*Written task a*
Pick out every line of the records below that contains the string "green".

*Excerpt provided*
1. Field of the Invention
The present invention relates to Moving Picture Expert Group-2 (MPEG-2) technology, and more particularly, to a method and device for controlling a System Time Clock (STC) of an MPEG decoder, in which the STC being used as a standard for synchronization during multi-decoding is effectively controlled.
2. Background of the Related Art
Generally, digital video technology is used in various fields, such as computers and home appliances, as well as in communications technology, such as video conferencing and video telephones. Particularly, various apparatuses for recording and reproducing digital video signals, such as digital video cassette recorders and digital video cassettes, adopt MPEG standards of media (such as MPEG-2) for storing digital video signals.

*Records supplied*
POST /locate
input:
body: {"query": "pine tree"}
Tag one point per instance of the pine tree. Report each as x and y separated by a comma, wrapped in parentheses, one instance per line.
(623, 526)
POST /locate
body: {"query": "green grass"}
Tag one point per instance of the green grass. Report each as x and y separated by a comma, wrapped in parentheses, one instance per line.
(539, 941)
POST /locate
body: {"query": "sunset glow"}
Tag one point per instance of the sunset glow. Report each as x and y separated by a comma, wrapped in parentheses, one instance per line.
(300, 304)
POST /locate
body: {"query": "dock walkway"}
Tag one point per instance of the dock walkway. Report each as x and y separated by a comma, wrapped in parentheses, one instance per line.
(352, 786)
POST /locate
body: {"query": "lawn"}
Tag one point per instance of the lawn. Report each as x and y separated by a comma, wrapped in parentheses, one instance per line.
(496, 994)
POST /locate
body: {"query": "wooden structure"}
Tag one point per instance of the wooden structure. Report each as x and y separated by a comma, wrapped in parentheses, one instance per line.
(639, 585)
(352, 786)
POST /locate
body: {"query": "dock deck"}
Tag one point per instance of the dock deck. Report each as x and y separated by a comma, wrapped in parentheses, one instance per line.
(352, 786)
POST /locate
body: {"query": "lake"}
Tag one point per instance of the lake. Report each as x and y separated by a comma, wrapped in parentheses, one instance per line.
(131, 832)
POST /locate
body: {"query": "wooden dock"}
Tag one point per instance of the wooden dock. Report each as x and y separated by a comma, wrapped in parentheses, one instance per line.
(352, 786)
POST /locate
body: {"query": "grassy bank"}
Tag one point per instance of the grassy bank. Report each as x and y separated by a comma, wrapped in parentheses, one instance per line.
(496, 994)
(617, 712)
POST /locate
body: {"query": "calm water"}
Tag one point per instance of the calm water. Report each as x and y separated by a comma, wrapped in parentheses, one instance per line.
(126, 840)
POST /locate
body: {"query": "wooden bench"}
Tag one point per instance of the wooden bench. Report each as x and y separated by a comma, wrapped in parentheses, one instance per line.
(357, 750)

*Written task b*
In the patent excerpt above, what is the System Time Clock used as a standard for during multi-decoding?

*Task solution a*
body: {"query": "green grass"}
Tag one point per instance of the green grass. Report each as x and y separated by a comma, wrapped in parentheses, one instance per line.

*Task solution b*
Synchronization.